[Your task] Reproduce the data below word for word.

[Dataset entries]
┄┄┄┄┄┄

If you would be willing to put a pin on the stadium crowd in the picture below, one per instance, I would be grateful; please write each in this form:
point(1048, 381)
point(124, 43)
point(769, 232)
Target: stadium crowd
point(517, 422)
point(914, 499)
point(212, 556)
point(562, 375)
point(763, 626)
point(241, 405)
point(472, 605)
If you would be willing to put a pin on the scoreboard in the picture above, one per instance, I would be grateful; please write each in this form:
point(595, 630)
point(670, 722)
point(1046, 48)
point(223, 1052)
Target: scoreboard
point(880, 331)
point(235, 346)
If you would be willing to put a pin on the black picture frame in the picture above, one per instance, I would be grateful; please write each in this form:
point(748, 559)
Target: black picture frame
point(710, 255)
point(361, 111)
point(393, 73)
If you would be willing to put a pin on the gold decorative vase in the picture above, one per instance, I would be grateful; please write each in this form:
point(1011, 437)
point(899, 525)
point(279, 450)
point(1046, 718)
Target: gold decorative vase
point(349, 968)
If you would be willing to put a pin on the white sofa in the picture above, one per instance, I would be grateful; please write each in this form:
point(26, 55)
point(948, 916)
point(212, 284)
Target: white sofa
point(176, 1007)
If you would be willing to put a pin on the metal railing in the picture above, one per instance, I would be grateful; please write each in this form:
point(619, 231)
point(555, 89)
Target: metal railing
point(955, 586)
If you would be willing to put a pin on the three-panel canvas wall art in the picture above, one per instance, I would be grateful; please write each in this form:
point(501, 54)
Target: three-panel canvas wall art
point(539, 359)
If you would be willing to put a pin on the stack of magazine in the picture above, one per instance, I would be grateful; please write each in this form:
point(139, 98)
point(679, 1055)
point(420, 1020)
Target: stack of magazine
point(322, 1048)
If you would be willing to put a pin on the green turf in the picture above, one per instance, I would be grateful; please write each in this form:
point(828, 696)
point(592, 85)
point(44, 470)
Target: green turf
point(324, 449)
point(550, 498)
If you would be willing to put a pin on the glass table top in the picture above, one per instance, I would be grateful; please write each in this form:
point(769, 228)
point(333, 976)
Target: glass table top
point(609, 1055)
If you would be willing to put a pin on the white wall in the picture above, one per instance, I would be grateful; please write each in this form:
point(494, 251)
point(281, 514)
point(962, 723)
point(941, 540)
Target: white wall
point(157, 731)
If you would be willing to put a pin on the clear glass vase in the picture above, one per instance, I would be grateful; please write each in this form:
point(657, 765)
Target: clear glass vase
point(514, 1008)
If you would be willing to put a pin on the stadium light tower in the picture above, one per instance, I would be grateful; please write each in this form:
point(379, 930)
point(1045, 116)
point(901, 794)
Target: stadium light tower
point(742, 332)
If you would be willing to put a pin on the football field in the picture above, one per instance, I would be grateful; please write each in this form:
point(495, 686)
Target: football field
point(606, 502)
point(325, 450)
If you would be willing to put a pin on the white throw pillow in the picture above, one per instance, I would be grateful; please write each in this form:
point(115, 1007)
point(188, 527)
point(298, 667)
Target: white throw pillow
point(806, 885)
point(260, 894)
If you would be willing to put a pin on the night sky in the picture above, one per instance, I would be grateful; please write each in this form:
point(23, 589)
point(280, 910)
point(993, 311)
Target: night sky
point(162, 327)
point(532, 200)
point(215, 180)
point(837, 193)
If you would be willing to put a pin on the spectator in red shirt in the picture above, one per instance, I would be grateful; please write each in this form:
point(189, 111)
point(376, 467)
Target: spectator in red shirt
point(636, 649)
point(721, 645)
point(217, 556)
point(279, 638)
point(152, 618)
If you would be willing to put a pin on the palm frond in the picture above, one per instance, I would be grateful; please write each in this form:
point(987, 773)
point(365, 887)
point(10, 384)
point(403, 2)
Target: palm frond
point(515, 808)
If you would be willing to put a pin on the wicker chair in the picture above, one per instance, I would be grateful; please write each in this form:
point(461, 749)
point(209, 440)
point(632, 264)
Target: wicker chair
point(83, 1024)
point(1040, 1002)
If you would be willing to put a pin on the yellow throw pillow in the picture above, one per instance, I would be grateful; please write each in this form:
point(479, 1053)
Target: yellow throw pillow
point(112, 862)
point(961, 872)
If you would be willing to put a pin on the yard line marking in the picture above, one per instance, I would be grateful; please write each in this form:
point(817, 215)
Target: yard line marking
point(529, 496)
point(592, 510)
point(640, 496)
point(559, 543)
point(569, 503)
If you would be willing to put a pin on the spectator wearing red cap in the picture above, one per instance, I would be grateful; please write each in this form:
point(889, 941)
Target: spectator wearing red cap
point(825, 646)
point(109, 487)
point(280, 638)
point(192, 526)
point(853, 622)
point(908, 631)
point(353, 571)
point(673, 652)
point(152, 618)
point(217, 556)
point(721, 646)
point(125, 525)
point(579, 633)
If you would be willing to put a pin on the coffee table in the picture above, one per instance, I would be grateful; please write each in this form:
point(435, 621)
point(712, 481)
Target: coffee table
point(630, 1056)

┄┄┄┄┄┄

[Result of the exercise]
If you would be willing to put a pin on the stadium crowd in the picture below, one per instance, I would be grateful; please write each in this form:
point(1048, 381)
point(124, 43)
point(769, 232)
Target: stadium crowd
point(517, 422)
point(914, 499)
point(212, 556)
point(562, 375)
point(763, 626)
point(241, 405)
point(472, 605)
If you would be willing to put a pin on the scoreboard in the picture above, one per instance, I would be grateful; please write each in this form:
point(595, 630)
point(670, 722)
point(1046, 48)
point(223, 1052)
Target: scoreboard
point(880, 331)
point(235, 346)
If you would be willing to put a pin on the black picture frame in the picture above, one per instance, I would be grateful; please write each in this form:
point(748, 559)
Target: black picture frame
point(710, 255)
point(361, 111)
point(393, 73)
If you would be willing to put a pin on the gold decorative vase in the picture above, one per instance, I would be grateful; please write each in this form:
point(1011, 437)
point(899, 525)
point(279, 450)
point(1046, 718)
Target: gold decorative vase
point(349, 968)
If you would be willing to put a pin on the white sofa in the picture above, one per instance, I would be grateful; please write each in this form:
point(26, 55)
point(948, 916)
point(212, 284)
Target: white sofa
point(176, 1007)
If you would be willing to put a pin on the metal railing in the picture above, one per instance, I would be grateful; please write each in this form:
point(619, 231)
point(555, 89)
Target: metal railing
point(955, 586)
If you would be willing to put a pin on the three-panel canvas wall art in the picture above, one per instance, I would be grateful; please write each in this form:
point(501, 54)
Target: three-panel canvas wall art
point(539, 359)
If you would be willing to put a pin on the stack of magazine in the picture above, one per instance, I would be grateful; please write each in this form:
point(139, 98)
point(679, 1055)
point(420, 1020)
Target: stack of magazine
point(322, 1048)
If you would be willing to put a pin on the green turf in the picture above, one per instance, I would be grateful; please write each in this form:
point(828, 696)
point(592, 85)
point(44, 470)
Target: green turf
point(324, 449)
point(550, 498)
If you would be willing to put a pin on the glass table top in the picture above, one per instance, I would be grateful; please write each in this form:
point(769, 228)
point(333, 976)
Target: glass table top
point(609, 1055)
If you would be willing to put a pin on the white wall in the picture above, one per instance, I would be grateful; please write each in this form:
point(494, 251)
point(281, 514)
point(962, 723)
point(941, 540)
Target: white wall
point(157, 731)
If you would be willing to put a pin on the clear glass vase in the picture above, one per instance, I would be grateful; please write each in this form:
point(657, 765)
Target: clear glass vase
point(514, 1008)
If you would be willing to put a pin on the stadium light tower in the picture above, one per instance, I would be grateful; please write each in this form:
point(379, 930)
point(1045, 116)
point(901, 794)
Target: stadium light tower
point(742, 332)
If you would be willing to put a pin on the football field in the picture above, one per instance, I would be grateful; please write each in this form:
point(495, 686)
Target: football field
point(606, 502)
point(325, 450)
If you would be willing to put a pin on the white throw pillow in the picture above, one per instance, I would be grateful; please write each in this form:
point(115, 1007)
point(188, 527)
point(298, 667)
Target: white throw pillow
point(806, 885)
point(260, 894)
If you would be willing to put a pin on the night sky in the picture above, one per instance, I would be grateful; please write each in this form:
point(23, 589)
point(280, 910)
point(993, 311)
Target: night sky
point(162, 327)
point(532, 200)
point(215, 180)
point(837, 193)
If you would be willing to put a pin on the spectator in red shirt in the picture above, one per instance, I would be grateful; please write each in this form:
point(189, 111)
point(376, 467)
Target: spectator in red shirt
point(636, 649)
point(721, 645)
point(217, 556)
point(279, 638)
point(152, 618)
If you would be willing to put a pin on the palm frond in the picture above, one per instance, I would be grateful; please write each in this form:
point(987, 773)
point(365, 887)
point(10, 384)
point(403, 2)
Target: palm frond
point(515, 808)
If you would be willing to put a pin on the wicker chair in the picture above, one per instance, I would be grateful; please write each in this form:
point(461, 749)
point(209, 440)
point(632, 264)
Target: wicker chair
point(83, 1024)
point(1040, 1002)
If you would be willing to put a pin on the yellow throw pillow in the picture above, one per instance, I would be grateful; please write each in this form:
point(479, 1053)
Target: yellow throw pillow
point(112, 862)
point(961, 872)
If you would be willing to put a pin on the yard line marking in the picture above, one per instance, I would be grateful; please write each in this form:
point(817, 215)
Target: yard line marking
point(529, 496)
point(592, 510)
point(640, 496)
point(559, 543)
point(569, 503)
If you would be willing to put a pin on the spectator wearing red cap in the picture above, one per instance, I would be grateful; please write each in this form:
point(889, 941)
Target: spectator wearing red cap
point(825, 646)
point(109, 487)
point(280, 638)
point(192, 526)
point(853, 622)
point(908, 631)
point(353, 571)
point(673, 652)
point(152, 618)
point(217, 556)
point(721, 646)
point(125, 525)
point(579, 633)
If you would be willing to put a pin on the coffee table in the picture above, one per instance, I would be grateful; please write each in this form:
point(435, 621)
point(712, 481)
Target: coffee table
point(630, 1056)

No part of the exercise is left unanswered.